:: Information provided

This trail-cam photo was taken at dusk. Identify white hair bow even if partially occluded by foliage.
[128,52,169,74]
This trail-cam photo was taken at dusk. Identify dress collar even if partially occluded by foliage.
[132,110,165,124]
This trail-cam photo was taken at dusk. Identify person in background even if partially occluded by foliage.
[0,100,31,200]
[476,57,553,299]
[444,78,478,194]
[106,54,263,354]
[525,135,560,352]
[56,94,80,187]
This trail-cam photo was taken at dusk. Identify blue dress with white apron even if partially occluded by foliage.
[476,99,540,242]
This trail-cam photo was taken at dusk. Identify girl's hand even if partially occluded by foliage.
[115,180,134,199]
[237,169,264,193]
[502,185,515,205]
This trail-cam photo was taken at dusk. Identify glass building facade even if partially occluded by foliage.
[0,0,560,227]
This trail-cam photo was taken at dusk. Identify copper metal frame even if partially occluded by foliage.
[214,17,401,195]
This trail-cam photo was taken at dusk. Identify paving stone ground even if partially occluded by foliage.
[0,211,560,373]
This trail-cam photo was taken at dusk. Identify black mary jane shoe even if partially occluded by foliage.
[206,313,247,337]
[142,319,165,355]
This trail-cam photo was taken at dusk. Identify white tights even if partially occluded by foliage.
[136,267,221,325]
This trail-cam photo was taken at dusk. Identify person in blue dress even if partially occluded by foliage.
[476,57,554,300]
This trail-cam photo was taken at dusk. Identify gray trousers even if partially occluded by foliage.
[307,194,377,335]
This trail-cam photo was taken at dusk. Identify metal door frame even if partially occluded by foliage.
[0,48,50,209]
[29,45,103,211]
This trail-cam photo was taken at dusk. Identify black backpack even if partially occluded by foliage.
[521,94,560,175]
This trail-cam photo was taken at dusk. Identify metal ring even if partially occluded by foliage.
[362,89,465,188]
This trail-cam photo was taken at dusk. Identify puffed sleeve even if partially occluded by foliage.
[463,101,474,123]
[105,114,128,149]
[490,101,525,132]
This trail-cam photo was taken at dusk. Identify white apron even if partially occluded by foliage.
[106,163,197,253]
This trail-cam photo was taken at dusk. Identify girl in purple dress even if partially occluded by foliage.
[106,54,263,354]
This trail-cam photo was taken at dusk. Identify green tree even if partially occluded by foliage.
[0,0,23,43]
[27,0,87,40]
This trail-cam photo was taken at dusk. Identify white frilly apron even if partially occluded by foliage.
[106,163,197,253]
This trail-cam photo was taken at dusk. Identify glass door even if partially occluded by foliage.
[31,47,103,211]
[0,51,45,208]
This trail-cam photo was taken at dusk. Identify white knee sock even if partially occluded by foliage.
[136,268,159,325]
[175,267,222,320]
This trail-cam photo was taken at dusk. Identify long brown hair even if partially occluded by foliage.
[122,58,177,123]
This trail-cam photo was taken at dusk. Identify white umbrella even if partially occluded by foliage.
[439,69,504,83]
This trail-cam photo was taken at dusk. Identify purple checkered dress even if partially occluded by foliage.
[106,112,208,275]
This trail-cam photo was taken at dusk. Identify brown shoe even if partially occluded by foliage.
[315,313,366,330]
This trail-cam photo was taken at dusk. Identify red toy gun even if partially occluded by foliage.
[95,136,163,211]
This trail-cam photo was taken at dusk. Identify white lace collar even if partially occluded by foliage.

::::

Stated exercise: Report every line of the items above that contains the string "metal". Uppercase and lowercase letters count as different.

Finished task:
This trail-cam photo was taken at dusk. Identify copper metal frame even if partially occluded by foliage.
This trail-cam photo was taken at dusk. Identify metal door frame even if partially occluded by foliage.
This trail-cam photo was taken at dusk. Identify metal ring even if partially occluded by foliage.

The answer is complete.